§ **YOUR INSTRUCTIONS**:
Transcribe the complete listing exactly.

§ **RECORDED DATA**:
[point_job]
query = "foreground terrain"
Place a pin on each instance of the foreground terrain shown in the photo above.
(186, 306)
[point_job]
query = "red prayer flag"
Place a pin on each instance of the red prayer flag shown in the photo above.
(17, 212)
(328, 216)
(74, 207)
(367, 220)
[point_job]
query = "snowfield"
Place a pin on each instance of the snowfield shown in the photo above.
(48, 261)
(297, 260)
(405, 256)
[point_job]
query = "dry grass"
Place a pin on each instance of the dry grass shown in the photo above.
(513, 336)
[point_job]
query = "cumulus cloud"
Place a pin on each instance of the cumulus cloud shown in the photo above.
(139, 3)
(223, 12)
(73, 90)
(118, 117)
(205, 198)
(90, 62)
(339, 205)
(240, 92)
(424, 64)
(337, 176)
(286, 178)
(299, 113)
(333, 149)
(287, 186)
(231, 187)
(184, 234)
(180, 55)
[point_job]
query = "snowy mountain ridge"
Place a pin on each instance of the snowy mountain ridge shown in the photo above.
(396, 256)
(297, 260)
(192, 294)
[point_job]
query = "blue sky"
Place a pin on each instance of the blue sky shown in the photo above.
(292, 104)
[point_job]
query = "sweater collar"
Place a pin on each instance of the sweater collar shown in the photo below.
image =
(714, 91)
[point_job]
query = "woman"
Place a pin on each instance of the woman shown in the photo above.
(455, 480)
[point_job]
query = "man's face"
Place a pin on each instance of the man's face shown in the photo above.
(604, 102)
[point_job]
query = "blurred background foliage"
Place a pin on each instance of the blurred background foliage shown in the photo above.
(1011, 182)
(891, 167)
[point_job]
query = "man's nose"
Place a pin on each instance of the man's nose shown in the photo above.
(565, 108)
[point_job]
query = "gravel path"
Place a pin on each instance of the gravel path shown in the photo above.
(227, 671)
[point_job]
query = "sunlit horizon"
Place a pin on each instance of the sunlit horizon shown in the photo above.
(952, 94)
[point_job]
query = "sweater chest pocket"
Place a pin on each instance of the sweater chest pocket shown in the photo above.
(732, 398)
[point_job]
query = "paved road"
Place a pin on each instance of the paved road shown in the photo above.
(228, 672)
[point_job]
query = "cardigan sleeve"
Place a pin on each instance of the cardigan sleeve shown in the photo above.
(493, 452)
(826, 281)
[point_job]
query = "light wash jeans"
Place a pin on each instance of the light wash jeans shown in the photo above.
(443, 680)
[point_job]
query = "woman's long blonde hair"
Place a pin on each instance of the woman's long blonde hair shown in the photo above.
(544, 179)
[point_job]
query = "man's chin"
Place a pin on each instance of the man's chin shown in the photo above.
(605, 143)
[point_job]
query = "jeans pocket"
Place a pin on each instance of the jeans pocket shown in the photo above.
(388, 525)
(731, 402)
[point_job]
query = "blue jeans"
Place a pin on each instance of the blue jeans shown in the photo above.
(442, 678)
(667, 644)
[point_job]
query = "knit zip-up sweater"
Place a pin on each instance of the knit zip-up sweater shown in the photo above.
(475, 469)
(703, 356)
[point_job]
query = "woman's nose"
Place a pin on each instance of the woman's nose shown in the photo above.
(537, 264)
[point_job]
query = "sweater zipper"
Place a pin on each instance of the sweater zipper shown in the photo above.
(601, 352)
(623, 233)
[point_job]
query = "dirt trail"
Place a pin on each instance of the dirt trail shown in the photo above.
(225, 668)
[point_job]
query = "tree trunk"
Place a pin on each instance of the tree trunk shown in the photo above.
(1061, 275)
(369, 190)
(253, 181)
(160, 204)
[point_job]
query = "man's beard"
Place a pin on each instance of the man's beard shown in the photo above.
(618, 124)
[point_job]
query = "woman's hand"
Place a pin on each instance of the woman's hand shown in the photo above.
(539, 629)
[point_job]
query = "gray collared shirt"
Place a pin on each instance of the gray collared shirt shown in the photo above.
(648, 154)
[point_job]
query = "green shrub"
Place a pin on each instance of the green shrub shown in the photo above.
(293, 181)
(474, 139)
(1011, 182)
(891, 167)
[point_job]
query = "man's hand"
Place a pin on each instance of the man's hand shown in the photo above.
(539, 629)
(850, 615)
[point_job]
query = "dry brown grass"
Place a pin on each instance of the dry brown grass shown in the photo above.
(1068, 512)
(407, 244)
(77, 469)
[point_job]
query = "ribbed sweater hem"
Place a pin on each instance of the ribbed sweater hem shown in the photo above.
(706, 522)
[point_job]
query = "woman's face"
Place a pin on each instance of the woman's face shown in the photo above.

§ **ANSWER**:
[point_job]
query = "foreground terrain"
Place a pin on each instance of the foreground terrain shown in the photo above.
(186, 306)
[point_job]
query = "red prayer flag"
Place a pin on each instance of the red prayer flag shown in the photo above.
(17, 212)
(328, 216)
(74, 207)
(367, 220)
[point_job]
query = "snowfield"
Place a pin on each instance of the snowfield shown in the photo above.
(48, 261)
(297, 260)
(405, 256)
[point_job]
query = "dry grass"
Place a pin on each instance of the dry grass shown in the photo above.
(513, 336)
[point_job]
query = "cumulus cloud"
Place a pin on each instance of the cumulus cloud shown in the photo above.
(139, 3)
(223, 12)
(73, 90)
(118, 117)
(205, 198)
(90, 62)
(339, 205)
(240, 92)
(424, 64)
(337, 176)
(286, 178)
(299, 113)
(333, 149)
(287, 186)
(231, 187)
(184, 234)
(180, 55)
[point_job]
query = "snowy mountain ridge"
Place a pin on each instance of the snowy mountain ridge shown in the photo above.
(396, 256)
(297, 260)
(192, 294)
[point_job]
query = "blue sky"
Place a pin on each instance of the blue sky shown in the photo above.
(292, 104)
[point_job]
query = "sweater collar"
Place a pin on each instance of the sweater collar shown in the photo below.
image =
(714, 91)
[point_job]
query = "woman"
Place a pin on each instance of the woman shown in the photo above.
(455, 480)
[point_job]
query = "man's face"
Place a pin on each instance of the man's face shown in the photo above.
(604, 102)
[point_job]
query = "blurred background foliage"
Place a pin on each instance of the blurred background foliage shown in the photo above.
(1011, 182)
(891, 167)
[point_job]
query = "man's nose"
Place a pin on each instance of the man's nose shown in the photo above.
(565, 108)
[point_job]
query = "gravel path"
Place a pin on each instance of the gravel path shown in the photo above.
(227, 671)
[point_job]
query = "sunlit horizon"
Place a pin on each instance of the sunlit horizon shown in the photo above.
(952, 94)
[point_job]
query = "sweater chest pocket"
Place a pin on each instance of the sweater chest pocket shown in the photo above.
(732, 398)
[point_job]
query = "paved road"
Place a pin on each instance of the paved road shown in the photo above.
(228, 672)
[point_job]
query = "cardigan sleeve"
Place a pin on each instance of the cardigan sleeve shown in the photo above.
(493, 452)
(826, 281)
[point_job]
query = "light wash jeans"
Place a pin on each instance of the light wash jeans shown in the photo above.
(443, 680)
[point_job]
query = "woman's long blonde hair"
Place a pin on each instance of the woman's long blonde hair shown in the photo above.
(544, 179)
[point_job]
query = "man's chin"
Place a pin on each instance of the man's chin shown in the photo above.
(605, 143)
[point_job]
query = "jeans pocket"
Place a pin on each instance of the jeans pocket shown in the photo above.
(388, 525)
(731, 402)
[point_job]
query = "blue jeans"
Place a pin on each instance of the blue jeans shown in the photo above.
(442, 678)
(667, 644)
[point_job]
query = "knit zip-up sweater"
Place a pin on each instance of the knit zip-up sweater shown in the photo above.
(475, 469)
(703, 356)
[point_job]
query = "woman's nose"
Place a pin on each instance of the woman's nose shown in the photo above.
(537, 264)
[point_job]
query = "sweater zipper"
Place a pin on each instance of the sweater zipper shown in the photo above.
(601, 352)
(623, 233)
[point_job]
query = "dirt trail"
Place a pin on each instance of the dirt trail shown in the photo above.
(225, 668)
[point_job]
query = "tree trunk"
Place a pin on each instance of the tree trunk shown in the photo above.
(1061, 275)
(369, 190)
(253, 181)
(160, 204)
[point_job]
query = "man's beard"
Place a pin on each instance of the man's beard shown in the photo above.
(618, 124)
[point_job]
query = "woman's hand"
Place a pin on each instance of the woman's hand shown in the photo above.
(539, 629)
[point_job]
query = "gray collared shirt"
Place a pin on each instance of the gray collared shirt shown in the photo above.
(648, 154)
[point_job]
query = "green shrub"
Place a pin on each instance of the green shrub shown in the photo above.
(293, 181)
(474, 139)
(1011, 182)
(891, 167)
[point_job]
query = "man's hand"
Place a pin on each instance of the man's hand shown in the photo above.
(539, 629)
(850, 615)
[point_job]
query = "dry brown grass"
Place a pin on each instance of the dry brown grass shown in the photo above.
(1068, 512)
(407, 244)
(77, 469)
[point_job]
query = "ribbed sweater hem"
Place a pin on each instance of the ribbed sweater hem shown in the photo above.
(706, 522)
[point_job]
query = "woman's face"
Place a pin on each instance of the woman's face shown in the photo above.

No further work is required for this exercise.